[Region pointing data]
==*==

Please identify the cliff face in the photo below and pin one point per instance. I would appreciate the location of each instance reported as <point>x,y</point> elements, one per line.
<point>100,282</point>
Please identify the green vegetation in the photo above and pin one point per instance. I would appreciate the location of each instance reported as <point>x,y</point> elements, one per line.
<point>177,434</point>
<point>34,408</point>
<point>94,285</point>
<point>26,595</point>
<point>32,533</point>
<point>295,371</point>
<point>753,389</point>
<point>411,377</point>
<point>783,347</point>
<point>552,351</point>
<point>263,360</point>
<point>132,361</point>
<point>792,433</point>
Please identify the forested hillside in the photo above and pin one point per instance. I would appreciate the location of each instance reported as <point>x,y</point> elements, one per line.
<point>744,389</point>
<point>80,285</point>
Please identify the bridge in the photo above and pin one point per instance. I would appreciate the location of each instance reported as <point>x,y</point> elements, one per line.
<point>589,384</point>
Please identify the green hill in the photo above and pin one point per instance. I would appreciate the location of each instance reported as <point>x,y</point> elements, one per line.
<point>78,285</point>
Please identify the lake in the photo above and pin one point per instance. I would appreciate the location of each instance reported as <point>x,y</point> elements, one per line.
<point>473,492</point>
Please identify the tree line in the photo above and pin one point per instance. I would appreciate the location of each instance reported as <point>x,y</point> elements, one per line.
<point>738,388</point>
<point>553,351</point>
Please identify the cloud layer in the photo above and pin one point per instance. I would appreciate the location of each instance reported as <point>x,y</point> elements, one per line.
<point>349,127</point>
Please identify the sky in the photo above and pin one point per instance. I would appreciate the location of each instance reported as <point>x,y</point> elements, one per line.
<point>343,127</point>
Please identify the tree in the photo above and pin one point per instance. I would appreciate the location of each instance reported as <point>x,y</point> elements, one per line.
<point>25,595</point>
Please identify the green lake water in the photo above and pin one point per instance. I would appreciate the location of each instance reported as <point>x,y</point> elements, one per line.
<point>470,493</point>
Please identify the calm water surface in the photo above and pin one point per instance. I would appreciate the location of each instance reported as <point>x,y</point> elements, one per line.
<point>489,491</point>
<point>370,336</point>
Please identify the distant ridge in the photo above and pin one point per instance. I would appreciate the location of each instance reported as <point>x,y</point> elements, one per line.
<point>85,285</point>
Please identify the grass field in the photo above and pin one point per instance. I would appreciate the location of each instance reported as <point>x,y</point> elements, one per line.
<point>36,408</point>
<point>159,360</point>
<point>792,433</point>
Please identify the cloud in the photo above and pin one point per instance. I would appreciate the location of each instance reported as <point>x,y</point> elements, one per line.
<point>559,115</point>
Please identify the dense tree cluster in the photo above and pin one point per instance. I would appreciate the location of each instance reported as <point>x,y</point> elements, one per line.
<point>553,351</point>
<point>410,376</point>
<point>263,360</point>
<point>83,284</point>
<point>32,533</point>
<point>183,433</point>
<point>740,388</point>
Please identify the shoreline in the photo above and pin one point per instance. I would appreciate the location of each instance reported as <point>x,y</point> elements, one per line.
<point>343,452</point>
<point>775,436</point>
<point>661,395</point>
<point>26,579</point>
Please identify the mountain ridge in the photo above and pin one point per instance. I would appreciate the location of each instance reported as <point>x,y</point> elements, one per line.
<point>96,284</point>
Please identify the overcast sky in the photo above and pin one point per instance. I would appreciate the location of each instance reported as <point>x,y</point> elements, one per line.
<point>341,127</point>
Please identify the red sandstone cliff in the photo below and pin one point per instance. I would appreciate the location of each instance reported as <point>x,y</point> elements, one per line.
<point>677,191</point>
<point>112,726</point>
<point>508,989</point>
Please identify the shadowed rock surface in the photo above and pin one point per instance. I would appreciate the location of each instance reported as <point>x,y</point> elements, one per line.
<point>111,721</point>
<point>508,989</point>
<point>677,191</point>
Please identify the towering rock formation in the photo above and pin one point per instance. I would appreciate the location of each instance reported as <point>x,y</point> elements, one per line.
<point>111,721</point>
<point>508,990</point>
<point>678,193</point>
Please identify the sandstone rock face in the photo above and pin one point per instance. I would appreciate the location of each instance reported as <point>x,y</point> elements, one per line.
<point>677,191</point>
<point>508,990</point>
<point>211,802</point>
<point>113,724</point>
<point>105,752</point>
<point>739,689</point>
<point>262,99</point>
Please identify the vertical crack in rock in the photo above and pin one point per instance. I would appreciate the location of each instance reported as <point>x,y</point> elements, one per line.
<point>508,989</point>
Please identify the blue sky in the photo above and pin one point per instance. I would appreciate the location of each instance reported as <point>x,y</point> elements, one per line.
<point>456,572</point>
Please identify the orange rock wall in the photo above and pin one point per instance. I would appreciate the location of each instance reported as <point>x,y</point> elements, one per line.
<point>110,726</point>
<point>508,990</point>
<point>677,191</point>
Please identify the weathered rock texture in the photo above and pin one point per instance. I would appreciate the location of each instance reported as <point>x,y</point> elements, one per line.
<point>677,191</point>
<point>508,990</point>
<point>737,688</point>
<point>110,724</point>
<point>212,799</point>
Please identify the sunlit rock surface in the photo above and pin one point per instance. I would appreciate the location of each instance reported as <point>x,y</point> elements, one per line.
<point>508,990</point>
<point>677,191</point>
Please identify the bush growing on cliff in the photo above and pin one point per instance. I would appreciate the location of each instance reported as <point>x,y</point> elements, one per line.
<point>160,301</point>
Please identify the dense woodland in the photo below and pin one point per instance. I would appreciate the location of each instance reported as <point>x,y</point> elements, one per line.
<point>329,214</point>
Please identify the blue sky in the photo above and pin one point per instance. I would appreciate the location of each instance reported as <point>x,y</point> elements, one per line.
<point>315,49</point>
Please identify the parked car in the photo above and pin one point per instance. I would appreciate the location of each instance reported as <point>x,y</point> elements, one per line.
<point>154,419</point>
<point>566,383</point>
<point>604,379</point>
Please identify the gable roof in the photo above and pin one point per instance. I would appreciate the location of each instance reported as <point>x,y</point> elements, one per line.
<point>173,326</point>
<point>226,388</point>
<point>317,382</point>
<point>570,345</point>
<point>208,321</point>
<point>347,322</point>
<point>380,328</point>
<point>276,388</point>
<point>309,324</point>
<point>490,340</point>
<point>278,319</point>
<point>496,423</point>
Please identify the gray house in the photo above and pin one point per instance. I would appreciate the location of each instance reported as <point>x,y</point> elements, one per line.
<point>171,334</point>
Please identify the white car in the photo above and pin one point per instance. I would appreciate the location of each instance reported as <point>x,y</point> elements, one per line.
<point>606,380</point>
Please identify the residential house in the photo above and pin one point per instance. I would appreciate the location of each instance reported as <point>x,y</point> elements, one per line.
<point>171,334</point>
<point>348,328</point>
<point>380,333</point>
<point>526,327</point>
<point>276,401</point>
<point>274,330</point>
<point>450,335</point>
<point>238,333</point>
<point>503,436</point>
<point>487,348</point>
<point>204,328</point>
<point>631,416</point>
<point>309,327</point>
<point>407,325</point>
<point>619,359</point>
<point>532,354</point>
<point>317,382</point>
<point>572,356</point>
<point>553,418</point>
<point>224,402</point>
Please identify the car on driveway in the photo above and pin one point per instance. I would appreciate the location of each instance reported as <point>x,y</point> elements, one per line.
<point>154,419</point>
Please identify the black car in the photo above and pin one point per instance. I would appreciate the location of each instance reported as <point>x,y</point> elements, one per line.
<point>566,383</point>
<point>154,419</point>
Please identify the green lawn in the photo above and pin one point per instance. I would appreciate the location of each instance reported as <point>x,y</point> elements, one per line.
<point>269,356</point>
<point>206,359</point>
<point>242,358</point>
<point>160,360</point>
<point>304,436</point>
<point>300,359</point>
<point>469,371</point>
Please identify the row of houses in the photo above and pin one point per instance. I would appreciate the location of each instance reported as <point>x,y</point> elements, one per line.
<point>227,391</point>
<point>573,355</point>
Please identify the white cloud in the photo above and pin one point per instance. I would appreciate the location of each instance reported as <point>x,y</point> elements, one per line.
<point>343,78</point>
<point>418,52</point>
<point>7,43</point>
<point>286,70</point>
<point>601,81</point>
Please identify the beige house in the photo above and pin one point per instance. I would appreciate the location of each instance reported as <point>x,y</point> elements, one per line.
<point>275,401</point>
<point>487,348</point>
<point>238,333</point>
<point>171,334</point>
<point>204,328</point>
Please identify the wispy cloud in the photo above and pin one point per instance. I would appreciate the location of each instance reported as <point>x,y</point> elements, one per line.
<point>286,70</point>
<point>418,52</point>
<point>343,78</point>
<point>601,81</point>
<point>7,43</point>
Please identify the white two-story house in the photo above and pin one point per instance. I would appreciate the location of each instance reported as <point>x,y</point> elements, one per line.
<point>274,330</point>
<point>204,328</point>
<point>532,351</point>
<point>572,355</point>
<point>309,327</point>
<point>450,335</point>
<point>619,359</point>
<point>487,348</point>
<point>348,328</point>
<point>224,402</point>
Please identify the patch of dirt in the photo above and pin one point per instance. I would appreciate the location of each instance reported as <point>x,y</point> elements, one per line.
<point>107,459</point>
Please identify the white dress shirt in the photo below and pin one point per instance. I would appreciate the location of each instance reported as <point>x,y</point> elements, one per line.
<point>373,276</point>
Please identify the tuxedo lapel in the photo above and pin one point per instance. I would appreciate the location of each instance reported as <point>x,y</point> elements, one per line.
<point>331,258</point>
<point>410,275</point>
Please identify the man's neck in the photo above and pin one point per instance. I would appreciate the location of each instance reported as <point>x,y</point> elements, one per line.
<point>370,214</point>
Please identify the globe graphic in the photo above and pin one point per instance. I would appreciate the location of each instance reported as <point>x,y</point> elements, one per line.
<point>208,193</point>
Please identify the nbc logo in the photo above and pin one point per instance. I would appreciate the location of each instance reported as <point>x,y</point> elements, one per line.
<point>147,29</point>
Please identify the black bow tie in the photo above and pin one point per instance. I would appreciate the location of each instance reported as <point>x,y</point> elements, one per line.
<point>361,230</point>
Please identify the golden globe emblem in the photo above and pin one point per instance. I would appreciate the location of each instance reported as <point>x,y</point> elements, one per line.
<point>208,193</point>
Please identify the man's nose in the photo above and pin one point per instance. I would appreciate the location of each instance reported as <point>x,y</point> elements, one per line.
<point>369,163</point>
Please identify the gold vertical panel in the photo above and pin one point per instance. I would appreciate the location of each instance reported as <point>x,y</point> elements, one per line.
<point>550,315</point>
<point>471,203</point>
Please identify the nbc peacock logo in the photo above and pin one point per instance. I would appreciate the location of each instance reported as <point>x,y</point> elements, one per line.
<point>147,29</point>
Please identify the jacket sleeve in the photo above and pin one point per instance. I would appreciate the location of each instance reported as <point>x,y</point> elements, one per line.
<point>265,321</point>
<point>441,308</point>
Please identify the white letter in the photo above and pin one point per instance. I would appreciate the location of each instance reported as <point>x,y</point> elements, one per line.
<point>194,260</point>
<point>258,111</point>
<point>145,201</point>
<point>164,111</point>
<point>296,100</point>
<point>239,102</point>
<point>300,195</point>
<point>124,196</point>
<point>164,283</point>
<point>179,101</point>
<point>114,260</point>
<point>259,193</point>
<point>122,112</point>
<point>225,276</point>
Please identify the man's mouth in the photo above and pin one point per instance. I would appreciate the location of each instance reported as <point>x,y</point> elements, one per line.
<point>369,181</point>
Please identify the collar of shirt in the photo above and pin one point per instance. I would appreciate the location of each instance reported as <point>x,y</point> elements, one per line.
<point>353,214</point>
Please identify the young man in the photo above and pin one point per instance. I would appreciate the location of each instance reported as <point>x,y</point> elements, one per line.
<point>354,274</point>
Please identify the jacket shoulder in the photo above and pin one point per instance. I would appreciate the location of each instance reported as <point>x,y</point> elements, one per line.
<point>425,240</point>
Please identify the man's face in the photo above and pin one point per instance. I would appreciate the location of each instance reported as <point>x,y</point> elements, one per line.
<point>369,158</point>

==*==

_TO DO_. Nothing before the line containing "Please identify the jacket shoulder" should be repeated; repeat that line and all later lines through the end of the data above, exactly.

_TASK RESULT_.
Please identify the jacket shoulder in the photo above and pin one point per instance. I would appreciate the location of each instance reported as <point>x,y</point> elements, one per line.
<point>425,240</point>
Please identify the man's face in the photo above and pin one point per instance. I would appreciate the location of each instance reported as <point>x,y</point> elements, one per line.
<point>369,158</point>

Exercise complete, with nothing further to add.